# Datensätze mit Punktmarkierungen
<<<<
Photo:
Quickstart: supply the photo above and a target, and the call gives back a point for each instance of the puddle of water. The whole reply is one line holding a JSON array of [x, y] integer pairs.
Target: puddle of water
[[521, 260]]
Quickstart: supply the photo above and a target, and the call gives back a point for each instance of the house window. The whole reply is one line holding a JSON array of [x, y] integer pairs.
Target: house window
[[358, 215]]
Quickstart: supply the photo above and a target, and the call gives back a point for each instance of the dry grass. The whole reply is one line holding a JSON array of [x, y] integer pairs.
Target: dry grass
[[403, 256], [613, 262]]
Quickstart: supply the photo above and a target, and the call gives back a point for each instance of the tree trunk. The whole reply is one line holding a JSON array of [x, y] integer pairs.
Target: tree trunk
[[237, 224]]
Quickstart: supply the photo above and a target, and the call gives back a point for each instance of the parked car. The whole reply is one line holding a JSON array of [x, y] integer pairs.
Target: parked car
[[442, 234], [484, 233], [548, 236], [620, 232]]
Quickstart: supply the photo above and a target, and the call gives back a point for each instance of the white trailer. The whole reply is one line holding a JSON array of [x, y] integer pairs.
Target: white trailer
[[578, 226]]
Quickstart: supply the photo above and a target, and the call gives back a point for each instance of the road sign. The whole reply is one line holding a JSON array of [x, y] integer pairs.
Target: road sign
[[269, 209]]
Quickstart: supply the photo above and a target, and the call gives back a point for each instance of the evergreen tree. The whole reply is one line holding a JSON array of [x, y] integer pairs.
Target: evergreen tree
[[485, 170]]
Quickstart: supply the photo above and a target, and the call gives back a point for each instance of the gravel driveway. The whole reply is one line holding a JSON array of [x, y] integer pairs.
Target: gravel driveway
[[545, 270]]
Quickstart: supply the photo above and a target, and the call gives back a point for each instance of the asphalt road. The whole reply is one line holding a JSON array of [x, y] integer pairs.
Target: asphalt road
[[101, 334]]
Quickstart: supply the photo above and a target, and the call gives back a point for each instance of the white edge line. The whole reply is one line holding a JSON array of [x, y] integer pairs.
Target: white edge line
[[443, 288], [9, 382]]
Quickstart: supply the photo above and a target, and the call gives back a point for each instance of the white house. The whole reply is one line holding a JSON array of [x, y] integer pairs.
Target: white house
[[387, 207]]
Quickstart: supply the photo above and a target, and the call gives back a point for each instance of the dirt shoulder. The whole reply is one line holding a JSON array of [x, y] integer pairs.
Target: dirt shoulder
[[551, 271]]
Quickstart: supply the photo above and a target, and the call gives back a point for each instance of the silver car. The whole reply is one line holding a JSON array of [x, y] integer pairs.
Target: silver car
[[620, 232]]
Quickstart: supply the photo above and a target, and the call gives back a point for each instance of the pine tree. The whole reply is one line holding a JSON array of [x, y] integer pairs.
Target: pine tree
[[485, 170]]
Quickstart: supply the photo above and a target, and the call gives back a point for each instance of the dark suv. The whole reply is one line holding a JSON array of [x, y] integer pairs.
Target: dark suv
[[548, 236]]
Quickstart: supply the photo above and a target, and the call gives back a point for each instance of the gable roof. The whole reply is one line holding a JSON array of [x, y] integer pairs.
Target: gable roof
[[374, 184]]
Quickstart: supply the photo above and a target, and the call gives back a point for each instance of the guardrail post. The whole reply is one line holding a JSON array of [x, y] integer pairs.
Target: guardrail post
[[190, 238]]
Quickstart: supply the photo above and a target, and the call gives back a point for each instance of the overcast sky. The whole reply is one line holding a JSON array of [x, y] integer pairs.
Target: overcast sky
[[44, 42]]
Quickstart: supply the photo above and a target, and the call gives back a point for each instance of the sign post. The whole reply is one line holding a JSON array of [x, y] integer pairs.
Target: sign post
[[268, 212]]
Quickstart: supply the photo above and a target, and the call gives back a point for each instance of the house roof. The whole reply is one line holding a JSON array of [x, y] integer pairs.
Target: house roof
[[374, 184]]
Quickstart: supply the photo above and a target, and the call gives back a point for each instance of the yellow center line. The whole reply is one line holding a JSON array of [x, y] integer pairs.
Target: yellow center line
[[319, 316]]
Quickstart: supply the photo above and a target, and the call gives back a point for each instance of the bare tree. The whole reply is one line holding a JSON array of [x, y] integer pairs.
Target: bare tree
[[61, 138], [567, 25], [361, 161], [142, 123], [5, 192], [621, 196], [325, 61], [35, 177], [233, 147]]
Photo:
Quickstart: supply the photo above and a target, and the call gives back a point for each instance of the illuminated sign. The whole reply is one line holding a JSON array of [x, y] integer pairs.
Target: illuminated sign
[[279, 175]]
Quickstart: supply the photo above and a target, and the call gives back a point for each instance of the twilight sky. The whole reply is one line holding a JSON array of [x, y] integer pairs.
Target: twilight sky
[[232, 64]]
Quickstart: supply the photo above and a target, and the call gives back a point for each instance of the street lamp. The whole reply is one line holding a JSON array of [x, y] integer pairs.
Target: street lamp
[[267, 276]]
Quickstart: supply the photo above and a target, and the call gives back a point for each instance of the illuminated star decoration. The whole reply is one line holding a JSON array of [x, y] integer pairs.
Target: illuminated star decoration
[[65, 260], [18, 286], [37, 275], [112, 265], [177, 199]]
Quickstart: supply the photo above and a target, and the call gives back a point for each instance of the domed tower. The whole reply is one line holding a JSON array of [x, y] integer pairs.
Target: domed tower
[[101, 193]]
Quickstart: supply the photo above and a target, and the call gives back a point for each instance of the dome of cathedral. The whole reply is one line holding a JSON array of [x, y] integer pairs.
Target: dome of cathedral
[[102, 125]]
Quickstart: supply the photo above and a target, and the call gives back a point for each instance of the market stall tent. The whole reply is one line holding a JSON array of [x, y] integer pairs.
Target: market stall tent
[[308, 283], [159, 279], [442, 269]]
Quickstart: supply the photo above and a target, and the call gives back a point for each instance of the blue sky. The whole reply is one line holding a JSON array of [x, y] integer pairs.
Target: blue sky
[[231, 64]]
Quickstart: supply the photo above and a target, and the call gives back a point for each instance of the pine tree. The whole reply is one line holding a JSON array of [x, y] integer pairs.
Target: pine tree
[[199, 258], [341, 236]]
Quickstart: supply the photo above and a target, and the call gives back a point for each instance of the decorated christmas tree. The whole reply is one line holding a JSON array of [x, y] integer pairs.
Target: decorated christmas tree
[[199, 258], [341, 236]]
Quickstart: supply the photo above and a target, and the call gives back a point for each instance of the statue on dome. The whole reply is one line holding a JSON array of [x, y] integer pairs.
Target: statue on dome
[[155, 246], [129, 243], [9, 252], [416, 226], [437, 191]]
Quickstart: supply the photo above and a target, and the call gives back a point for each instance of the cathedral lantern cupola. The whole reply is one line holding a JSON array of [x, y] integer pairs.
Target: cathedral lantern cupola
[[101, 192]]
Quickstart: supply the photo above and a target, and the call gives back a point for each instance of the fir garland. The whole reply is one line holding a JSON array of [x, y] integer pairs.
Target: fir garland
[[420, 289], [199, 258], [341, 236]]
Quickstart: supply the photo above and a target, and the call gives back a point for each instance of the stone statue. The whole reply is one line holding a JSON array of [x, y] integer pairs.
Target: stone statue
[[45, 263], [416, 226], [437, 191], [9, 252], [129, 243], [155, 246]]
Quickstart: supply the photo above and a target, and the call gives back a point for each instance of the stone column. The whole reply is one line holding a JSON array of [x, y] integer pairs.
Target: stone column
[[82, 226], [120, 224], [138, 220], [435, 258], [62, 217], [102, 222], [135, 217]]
>>>>
# Die Aufgabe
Übertrage alle Zeilen der Liste oben in eine JSON-Liste mit einem String pro Zeile. Leere Zeilen lässt du weg.

# Ergebnis
[
  "Photo:",
  "Quickstart: supply the photo above and a target, and the call gives back a point for each instance of the puddle of water. The whole reply is one line holding a JSON array of [x, y] integer pairs.",
  "Target: puddle of water",
  "[[521, 260]]",
  "Quickstart: supply the photo above and a target, and the call gives back a point for each instance of the house window. The whole reply is one line holding a JSON array of [x, y] integer pairs.",
  "Target: house window",
  "[[358, 215]]",
  "Quickstart: supply the photo above and a target, and the call gives back a point for each instance of the dry grass. The whole reply is one line holding a JSON array of [x, y] integer pairs.",
  "Target: dry grass",
  "[[403, 256], [613, 262]]",
  "Quickstart: supply the photo above and a target, and the call gives back a point for each instance of the tree trunk. The whole reply is one line holding a JSON array of [x, y] integer pairs.",
  "Target: tree trunk",
  "[[237, 224]]",
  "Quickstart: supply the photo above and a target, and the call gives back a point for each instance of the parked car. The whole reply is one line holding a JSON array of [x, y] integer pairs.",
  "Target: parked car",
  "[[442, 234], [484, 233], [548, 236], [620, 232]]",
  "Quickstart: supply the photo above and a target, and the call gives back a point for each instance of the white trailer. The whole reply is one line holding a JSON array of [x, y] integer pairs.",
  "Target: white trailer",
  "[[578, 226]]",
  "Quickstart: supply the photo above and a target, and the call gives back a point for each instance of the road sign. The whole reply is one line holding a JSON array of [x, y] integer pairs.",
  "Target: road sign",
  "[[269, 209]]",
  "Quickstart: supply the photo above and a target, and the call gives back a point for each instance of the evergreen tree. The whole reply is one line holding a JSON array of [x, y] integer pairs.",
  "Target: evergreen tree",
  "[[485, 170]]",
  "Quickstart: supply the photo above and a target, and the call gives back a point for each instance of the gravel driveway. The whole reply is one line holding a JSON array of [x, y] integer pairs.",
  "Target: gravel driveway",
  "[[545, 270]]",
  "Quickstart: supply the photo above and a target, and the call gives back a point for each instance of the asphalt road. The whole reply is one line holding a JSON array of [x, y] integer pairs.",
  "Target: asphalt road",
  "[[101, 334]]",
  "Quickstart: supply the photo above and a target, and the call gives back a point for each instance of the white edge line. The whole reply is one line holding a JSON array of [x, y] integer pairs.",
  "Target: white edge line",
  "[[443, 288], [9, 382]]",
  "Quickstart: supply the photo above and a target, and the call gives back a point for each instance of the white house. The whole reply is one line holding a JSON array of [x, y] integer pairs.",
  "Target: white house",
  "[[387, 207]]",
  "Quickstart: supply the photo above and a target, and the call gives back a point for each instance of the dirt shoulder. The whole reply is one line holding a JSON array of [x, y] integer pairs.",
  "Target: dirt shoulder",
  "[[551, 271]]",
  "Quickstart: supply the photo above and a target, and the call gives back a point for each instance of the silver car. The whole reply is one line holding a JSON array of [x, y] integer pairs.",
  "Target: silver car",
  "[[620, 232]]",
  "Quickstart: supply the photo above and a target, and the call gives back a point for each instance of the pine tree. The whole reply is one line holding a JSON array of [x, y] integer pairs.",
  "Target: pine tree",
  "[[485, 170]]",
  "Quickstart: supply the photo above and a target, and the call gives back a point for each instance of the dark suv. The whole reply is one line holding a JSON array of [x, y] integer pairs.",
  "Target: dark suv",
  "[[548, 236]]",
  "Quickstart: supply the photo above and a target, and the call gives back a point for each instance of the gable roof. The whole reply is one line holding a JSON array of [x, y] integer pairs.",
  "Target: gable roof",
  "[[374, 184]]",
  "Quickstart: supply the photo above and a target, and the call gives back a point for each instance of the guardrail post. The whole reply is one line holding a JSON array of [x, y] integer pairs.",
  "Target: guardrail post",
  "[[190, 238]]",
  "Quickstart: supply the photo above and a target, and the call gives back a point for each instance of the overcast sky. The whole reply is one line holding a JSON array of [x, y] integer pairs.",
  "Target: overcast sky",
  "[[44, 42]]",
  "Quickstart: supply the photo above and a target, and the call gives back a point for each instance of the sign post. The whole reply is one line holding a JSON array of [x, y] integer pairs.",
  "Target: sign post",
  "[[268, 212]]",
  "Quickstart: supply the photo above and a target, and the call gives back a point for each instance of the house roof. The whole reply is one line holding a JSON array of [x, y] integer pairs.",
  "Target: house roof",
  "[[374, 184]]",
  "Quickstart: supply the photo above and a target, and the call gives back a point for each instance of the yellow center line. The whole reply is one line holding a JSON array of [x, y] integer pairs.",
  "Target: yellow center line",
  "[[319, 316]]",
  "Quickstart: supply the photo above and a target, and the call gives back a point for each instance of the bare tree. The whole reply is one line holding a JSON array of [x, y] integer pairs.",
  "Target: bare tree",
  "[[61, 138], [567, 25], [361, 161], [142, 123], [5, 192], [621, 196], [325, 61], [35, 177], [233, 147]]",
  "Photo:",
  "Quickstart: supply the photo above and a target, and the call gives back a point for each instance of the illuminated sign. The whole reply is one line holding a JSON array of [x, y] integer pairs.",
  "Target: illuminated sign",
  "[[279, 175]]",
  "Quickstart: supply the photo above and a target, and the call gives back a point for each instance of the twilight sky. The whole reply is one line holding a JSON array of [x, y] integer pairs.",
  "Target: twilight sky",
  "[[232, 64]]",
  "Quickstart: supply the photo above and a target, and the call gives back a point for each instance of the street lamp. The whole reply is one line holding a JSON array of [x, y] integer pairs.",
  "Target: street lamp",
  "[[267, 276]]",
  "Quickstart: supply the photo above and a target, and the call gives back a point for each instance of the illuminated star decoration. The whole reply is one line holding a JSON array of [x, y] integer pairs.",
  "Target: illuminated star decoration",
  "[[65, 260], [18, 286], [37, 275], [112, 265], [177, 199]]",
  "Quickstart: supply the photo above and a target, and the call gives back a point for each instance of the domed tower. The whole reply is one line holding a JSON array of [x, y] integer pairs.",
  "Target: domed tower",
  "[[101, 193]]",
  "Quickstart: supply the photo above and a target, and the call gives back a point for each instance of the dome of cathedral. The whole reply is one line holding a JSON array of [x, y] integer pairs.",
  "Target: dome of cathedral",
  "[[102, 125]]",
  "Quickstart: supply the photo above and a target, and the call gives back a point for each instance of the market stall tent. The whole reply is one line holding a JSON array of [x, y] integer pairs.",
  "Target: market stall tent",
  "[[308, 283], [159, 279], [442, 269]]",
  "Quickstart: supply the photo above and a target, and the call gives back a point for each instance of the blue sky. The whole reply is one line holding a JSON array of [x, y] integer pairs.",
  "Target: blue sky",
  "[[231, 64]]",
  "Quickstart: supply the photo above and a target, and the call gives back a point for each instance of the pine tree. The whole reply is one line holding a JSON array of [x, y] integer pairs.",
  "Target: pine tree",
  "[[199, 258], [341, 236]]",
  "Quickstart: supply the photo above and a target, and the call gives back a point for each instance of the decorated christmas tree. The whole reply is one line holding a JSON array of [x, y] integer pairs.",
  "Target: decorated christmas tree",
  "[[199, 258], [341, 236]]",
  "Quickstart: supply the photo above and a target, and the call gives back a point for each instance of the statue on dome. The whole reply is one line holding a JSON array of [x, y] integer pairs.",
  "Target: statue on dome",
  "[[155, 246], [129, 243], [9, 252], [416, 226], [437, 191]]",
  "Quickstart: supply the photo above and a target, and the call gives back a point for each instance of the cathedral lantern cupola. The whole reply is one line holding a JSON array of [x, y] integer pairs.",
  "Target: cathedral lantern cupola",
  "[[101, 192]]",
  "Quickstart: supply the photo above and a target, and the call gives back a point for each instance of the fir garland. The whole reply is one line holding a JSON array of [x, y] integer pairs.",
  "Target: fir garland",
  "[[420, 289], [199, 258], [341, 236]]",
  "Quickstart: supply the photo above and a target, and the call gives back a point for each instance of the stone statue. The whole reply is one line holding a JSON array of [x, y] integer pairs.",
  "Target: stone statue",
  "[[45, 263], [416, 226], [437, 191], [9, 252], [129, 243], [155, 246]]",
  "Quickstart: supply the photo above and a target, and the call gives back a point for each instance of the stone column. The whole reply is one line holding a JSON array of [x, y] integer pairs.",
  "Target: stone column",
  "[[82, 226], [120, 224], [138, 220], [435, 258], [62, 217], [102, 222], [135, 217]]"
]